The task: Quote, word for word, the passage of the Stockholm text below that opens with "This week I" and closes with "can drink it.".

Source text:
What an intriguing city Stockholm is to explore!
This week I began to discover one of the best-preserved medieval districts in Europe, the Gamla Stan or Old Town, with its cobbled pedestrian streets, picturesque alleys strangely reminiscent of Malta’s Valletta, and its famous royal palace, one of the largest castles in the world. Gamla Stan is one of fourteen islands over which the city is spread, connected by 57 bridges. Or by many of the ferries plying their way around the harbour in water that is so clean you can drink it.
For Stockholm is one of the least polluted cities in Europe, earning itself the title of European Green Capital over a decade ago and still living up to its reputation. It is home to numerous historic churches which track the story of the Reformation and subsequent spiritual movements. It is also home to a tantalising array of museums dedicated to everything from ABBA, the world-famous pop group, to the legacy of the Vikings and the salvaged 17th-century warship Vasa preserved under water for 333 years. It boasts the world’s first open-air museum preserving an authentic picture of Sweden’s old peasant society. In the heart of the Old Town, is the Nobel Prize Museum named after the Swedish inventor and industrialist Alfred Nobel (1833-1896) who bequeathed his fortune to create a prize rewarding those who had ‘conferred the greatest benefit to humankind’ in fields of literature, natural sciences and peace.
Stockholm is also home to the Living History Forum promoting democracy, tolerance and human rights, and raising awareness about crimes against humanity committed by both Nazi and Communist regimes. The Stockholm Declaration is the founding document of the International Holocaust Remembrance Alliance, the outcome of an International Forum convened in Stockholm in 2000 whose attendees represented 46 governments.

Supplied information:
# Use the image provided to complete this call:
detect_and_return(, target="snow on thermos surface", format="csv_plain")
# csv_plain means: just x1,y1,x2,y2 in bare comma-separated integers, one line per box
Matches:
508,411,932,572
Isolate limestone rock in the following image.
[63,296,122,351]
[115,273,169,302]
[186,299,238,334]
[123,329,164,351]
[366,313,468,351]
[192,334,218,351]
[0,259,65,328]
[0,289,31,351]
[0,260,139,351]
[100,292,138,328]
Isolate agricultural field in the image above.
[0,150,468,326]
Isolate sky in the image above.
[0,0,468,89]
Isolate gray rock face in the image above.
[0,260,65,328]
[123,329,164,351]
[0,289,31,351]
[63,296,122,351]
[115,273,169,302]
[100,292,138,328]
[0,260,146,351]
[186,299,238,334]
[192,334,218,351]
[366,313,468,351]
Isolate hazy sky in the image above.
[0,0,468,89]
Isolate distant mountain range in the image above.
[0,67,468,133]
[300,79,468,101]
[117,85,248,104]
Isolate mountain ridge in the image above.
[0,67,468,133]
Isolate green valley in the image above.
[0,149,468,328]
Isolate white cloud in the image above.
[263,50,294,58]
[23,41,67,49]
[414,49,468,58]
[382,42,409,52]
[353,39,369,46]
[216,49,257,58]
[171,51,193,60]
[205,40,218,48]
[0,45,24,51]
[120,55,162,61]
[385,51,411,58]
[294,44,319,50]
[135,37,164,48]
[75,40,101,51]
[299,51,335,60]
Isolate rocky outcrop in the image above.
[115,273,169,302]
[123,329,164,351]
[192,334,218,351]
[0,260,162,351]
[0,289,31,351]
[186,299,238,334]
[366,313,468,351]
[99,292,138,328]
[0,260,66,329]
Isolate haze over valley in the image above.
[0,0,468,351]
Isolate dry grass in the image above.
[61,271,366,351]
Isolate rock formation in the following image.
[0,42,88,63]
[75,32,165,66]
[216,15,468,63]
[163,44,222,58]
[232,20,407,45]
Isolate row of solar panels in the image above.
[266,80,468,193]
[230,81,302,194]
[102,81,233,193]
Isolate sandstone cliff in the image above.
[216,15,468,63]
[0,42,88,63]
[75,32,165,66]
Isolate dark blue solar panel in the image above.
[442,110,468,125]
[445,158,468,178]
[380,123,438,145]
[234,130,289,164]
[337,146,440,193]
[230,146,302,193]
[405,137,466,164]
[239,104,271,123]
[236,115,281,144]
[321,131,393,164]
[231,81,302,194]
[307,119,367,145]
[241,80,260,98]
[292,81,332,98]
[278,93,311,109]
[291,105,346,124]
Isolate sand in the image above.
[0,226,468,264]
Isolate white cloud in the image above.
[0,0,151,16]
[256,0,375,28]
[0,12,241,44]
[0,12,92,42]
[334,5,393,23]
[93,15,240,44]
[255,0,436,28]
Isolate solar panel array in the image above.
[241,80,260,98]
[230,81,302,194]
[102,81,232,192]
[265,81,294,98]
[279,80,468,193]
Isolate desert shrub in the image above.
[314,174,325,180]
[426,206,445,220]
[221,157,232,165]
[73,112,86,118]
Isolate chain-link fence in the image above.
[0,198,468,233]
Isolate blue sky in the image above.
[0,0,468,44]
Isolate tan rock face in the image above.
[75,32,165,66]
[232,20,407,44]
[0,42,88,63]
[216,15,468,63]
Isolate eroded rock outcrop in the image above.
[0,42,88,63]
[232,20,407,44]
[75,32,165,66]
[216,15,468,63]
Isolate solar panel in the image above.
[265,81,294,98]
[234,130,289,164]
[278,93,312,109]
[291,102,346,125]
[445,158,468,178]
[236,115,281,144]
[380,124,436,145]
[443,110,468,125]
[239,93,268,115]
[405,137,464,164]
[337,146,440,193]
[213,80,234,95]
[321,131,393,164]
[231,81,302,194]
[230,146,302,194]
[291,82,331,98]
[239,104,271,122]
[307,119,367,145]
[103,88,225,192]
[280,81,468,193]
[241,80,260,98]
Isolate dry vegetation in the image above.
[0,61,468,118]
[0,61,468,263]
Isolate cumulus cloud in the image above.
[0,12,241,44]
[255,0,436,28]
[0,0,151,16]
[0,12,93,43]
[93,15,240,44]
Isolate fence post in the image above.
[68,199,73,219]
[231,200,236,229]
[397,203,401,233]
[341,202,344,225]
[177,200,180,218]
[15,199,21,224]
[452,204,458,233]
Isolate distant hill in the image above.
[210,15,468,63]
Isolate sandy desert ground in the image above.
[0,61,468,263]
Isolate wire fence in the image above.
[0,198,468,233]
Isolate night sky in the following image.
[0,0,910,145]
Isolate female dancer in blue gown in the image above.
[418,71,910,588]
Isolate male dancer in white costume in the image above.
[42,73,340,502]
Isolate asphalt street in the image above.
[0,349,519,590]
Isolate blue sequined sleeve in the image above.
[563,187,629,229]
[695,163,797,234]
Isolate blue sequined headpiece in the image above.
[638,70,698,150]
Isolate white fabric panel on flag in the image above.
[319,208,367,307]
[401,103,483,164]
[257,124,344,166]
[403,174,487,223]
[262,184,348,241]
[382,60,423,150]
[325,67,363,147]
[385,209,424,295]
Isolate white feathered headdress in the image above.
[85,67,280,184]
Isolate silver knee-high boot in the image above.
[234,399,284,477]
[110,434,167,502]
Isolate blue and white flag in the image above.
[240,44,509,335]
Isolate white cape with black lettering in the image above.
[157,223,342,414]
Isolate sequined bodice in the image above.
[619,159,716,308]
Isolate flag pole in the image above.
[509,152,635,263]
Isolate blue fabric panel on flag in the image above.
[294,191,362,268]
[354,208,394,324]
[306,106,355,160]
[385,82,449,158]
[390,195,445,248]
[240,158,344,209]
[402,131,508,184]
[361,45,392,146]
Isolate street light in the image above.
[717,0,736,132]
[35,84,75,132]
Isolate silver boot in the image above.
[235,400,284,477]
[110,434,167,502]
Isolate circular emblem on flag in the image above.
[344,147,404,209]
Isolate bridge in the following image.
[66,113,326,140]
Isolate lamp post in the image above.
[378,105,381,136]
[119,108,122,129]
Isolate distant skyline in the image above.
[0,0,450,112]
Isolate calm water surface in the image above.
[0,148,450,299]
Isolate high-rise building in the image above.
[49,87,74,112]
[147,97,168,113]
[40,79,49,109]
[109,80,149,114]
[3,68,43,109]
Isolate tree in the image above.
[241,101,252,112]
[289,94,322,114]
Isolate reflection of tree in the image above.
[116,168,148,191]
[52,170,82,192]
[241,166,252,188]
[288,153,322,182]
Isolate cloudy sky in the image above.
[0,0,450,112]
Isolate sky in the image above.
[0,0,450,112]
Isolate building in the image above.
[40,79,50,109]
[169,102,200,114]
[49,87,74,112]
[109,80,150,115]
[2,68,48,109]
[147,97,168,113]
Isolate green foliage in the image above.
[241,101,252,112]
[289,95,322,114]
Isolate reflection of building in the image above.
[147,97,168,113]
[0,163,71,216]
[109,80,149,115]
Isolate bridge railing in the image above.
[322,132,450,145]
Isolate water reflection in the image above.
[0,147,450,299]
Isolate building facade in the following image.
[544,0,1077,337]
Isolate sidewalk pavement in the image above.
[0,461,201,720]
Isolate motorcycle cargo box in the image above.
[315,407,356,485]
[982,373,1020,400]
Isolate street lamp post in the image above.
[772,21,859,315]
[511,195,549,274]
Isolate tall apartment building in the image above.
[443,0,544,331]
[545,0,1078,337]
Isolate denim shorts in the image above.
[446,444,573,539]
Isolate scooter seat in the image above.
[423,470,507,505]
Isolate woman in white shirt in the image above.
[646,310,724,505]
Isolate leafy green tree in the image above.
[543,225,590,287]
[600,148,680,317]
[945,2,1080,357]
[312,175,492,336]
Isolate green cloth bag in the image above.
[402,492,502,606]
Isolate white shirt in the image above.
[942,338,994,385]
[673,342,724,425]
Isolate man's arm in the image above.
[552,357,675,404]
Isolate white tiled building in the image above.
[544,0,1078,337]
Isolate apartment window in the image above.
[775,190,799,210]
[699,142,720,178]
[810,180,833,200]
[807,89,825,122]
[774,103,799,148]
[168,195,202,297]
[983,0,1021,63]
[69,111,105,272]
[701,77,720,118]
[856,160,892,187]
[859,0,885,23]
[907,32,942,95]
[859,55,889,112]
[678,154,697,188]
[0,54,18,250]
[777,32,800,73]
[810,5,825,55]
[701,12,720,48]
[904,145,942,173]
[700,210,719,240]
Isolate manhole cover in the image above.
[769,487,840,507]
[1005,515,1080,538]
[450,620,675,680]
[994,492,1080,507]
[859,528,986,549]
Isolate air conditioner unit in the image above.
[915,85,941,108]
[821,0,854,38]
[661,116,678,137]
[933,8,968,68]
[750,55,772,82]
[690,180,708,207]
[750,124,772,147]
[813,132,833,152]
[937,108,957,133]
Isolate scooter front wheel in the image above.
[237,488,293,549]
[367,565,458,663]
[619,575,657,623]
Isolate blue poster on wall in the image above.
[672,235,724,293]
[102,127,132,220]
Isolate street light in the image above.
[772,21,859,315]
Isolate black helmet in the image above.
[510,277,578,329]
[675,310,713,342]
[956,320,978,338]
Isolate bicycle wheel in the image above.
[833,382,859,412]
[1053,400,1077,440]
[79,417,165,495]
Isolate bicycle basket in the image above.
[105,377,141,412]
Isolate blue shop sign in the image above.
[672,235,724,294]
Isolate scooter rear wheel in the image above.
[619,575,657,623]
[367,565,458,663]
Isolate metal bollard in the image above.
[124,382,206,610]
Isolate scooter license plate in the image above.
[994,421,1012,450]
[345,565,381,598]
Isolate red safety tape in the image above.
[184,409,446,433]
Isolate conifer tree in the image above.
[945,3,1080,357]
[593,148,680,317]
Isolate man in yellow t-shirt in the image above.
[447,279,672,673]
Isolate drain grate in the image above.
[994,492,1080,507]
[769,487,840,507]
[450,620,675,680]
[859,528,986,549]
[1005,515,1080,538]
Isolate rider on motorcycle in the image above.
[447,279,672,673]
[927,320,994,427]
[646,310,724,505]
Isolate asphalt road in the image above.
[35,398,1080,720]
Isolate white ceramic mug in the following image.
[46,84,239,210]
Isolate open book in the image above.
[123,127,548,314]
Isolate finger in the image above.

Solution to this exercise:
This week I began to discover one of the best-preserved medieval districts in Europe, the Gamla Stan or Old Town, with its cobbled pedestrian streets, picturesque alleys strangely reminiscent of Malta’s Valletta, and its famous royal palace, one of the largest castles in the world. Gamla Stan is one of fourteen islands over which the city is spread, connected by 57 bridges. Or by many of the ferries plying their way around the harbour in water that is so clean you can drink it.